Und als Moldawien dann gar den siebten
Platz schaffte, gab es ein spontanes
Feuerwerk. Und weil man da zwangsläufig
mit den Leuten ins Gespräch kommt und
als reicher Westler natürlich auch
ein paar Runden schmeißen muß,
kann es durchaus sein, daß die
beiden moldawischen Punkte für den
peinlichen deutschen Beitrag auf mein
Konto gehen. Dafür bitte ich hiermit
nachträglich vielmals um
Entschuldigung.
Zur Strafe konnte ich auf dem Rückweg
mein Hotel nicht mehr finden, was aber
nicht an den Lokalrunden lag, sondern an
der Straßenbeleuchtung - oder
vielmehr an ihrem fast vollständigen
Fehlen. Mehrmals lief ich am Hotel vorbei,
und als ich endlich an einem Hauseingang
einen Mann stehen sah und ihn fragte, wo
das "Mesogios" hingekommen sei,
meinte er, das sei hier und ob er mir die
Treppen hinaufhelfen sollte.
Der Kerl hat doch tatsächlich meine
Nachtblindheit, gepaart mit meinem
grandiosen Orientierungssinn, für die
Folge einer moldawischen Weinprobe
gehalten. War er wahrscheinlich von den
russischen Touristen so gewöhnt.

_Bereitgestellte Daten_

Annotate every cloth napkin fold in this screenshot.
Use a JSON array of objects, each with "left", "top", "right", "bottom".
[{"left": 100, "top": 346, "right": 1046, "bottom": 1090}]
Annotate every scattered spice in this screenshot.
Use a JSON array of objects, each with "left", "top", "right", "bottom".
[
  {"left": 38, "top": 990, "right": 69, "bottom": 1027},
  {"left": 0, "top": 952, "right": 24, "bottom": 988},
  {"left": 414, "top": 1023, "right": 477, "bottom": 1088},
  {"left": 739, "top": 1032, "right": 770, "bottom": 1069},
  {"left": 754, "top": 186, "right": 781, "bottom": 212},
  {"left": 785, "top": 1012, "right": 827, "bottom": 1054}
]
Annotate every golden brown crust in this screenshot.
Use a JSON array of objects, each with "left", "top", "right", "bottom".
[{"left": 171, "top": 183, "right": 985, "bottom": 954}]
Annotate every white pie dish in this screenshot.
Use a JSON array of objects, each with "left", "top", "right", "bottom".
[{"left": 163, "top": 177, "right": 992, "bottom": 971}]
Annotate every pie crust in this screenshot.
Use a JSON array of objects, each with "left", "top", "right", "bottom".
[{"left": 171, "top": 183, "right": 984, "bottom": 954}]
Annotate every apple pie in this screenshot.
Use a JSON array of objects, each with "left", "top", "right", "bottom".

_Aufgabenstellung_
Nehmen Sie den Textauszug über die nächtliche Suche nach dem Hotel „Mesogios“ wieder auf, und schreiben Sie ihn im Anschluss an seinen letzten Satz weiter. Die Datensätze haben mit dem Textauszug nichts zu tun.

_Ergebnis_
Das Erdbeben von 1940 und die Bomben des
Zweiten Weltkriegs haben das historische
Chisinau komplett zerstört. An das
Schtetl der Juden, die einst ein Drittel
der Einwohnerschaft bildeten, erinnern nur
noch ein paar Straßennamen und eine
verwahrloste Gedenkstätte, und nach
einer dreistündigen Stadtrundfahrt
hat man das Wesentliche gesehen: eine
Kunststadt nach Schachbrettmuster mit ein
paar Betonklötzen im stalinistischen
Prunkstil - und trotzdem eine Stadt mit
Anmut, denn so gut wie keine Straße
ist ohne Baumbestand, meist mächtige
Baumriesen, dazwischen viele kleine Parks
und rundherum ein Waldgürtel. Keine
Großstadt Europas ist so üppig
grün durchsetzt, sogar die
Plattenbau-Gebirge der Vorstädte
wirken dadurch erträglich.
Falls jemand einwendet, daß Bäume
allein aus einer sozialistischen Betonwüste
keinen Lustgarten machen können: Na
schön, es sind nicht nur die Bäume.
Es sind auch die Frauen. Jeder Straßenblock
enthält mindestens einen
Friseurladen, und hochhackige Schuhe
scheinen amtliche Vorschrift zu sein.
Und weil die Gehwege meist löchrig
sind, gehen die Frauen nicht, sondern
stolzieren und tänzeln. Jeder
Spaziergang wird so zu einer privaten
Modenschau, denn wie man das von Bukarest
bis Odessa gewohnt ist, verläßt
auch in Chisinau keine Frau das Haus, ohne
sich nach dem Stand der Kunst "aufzubrezeln"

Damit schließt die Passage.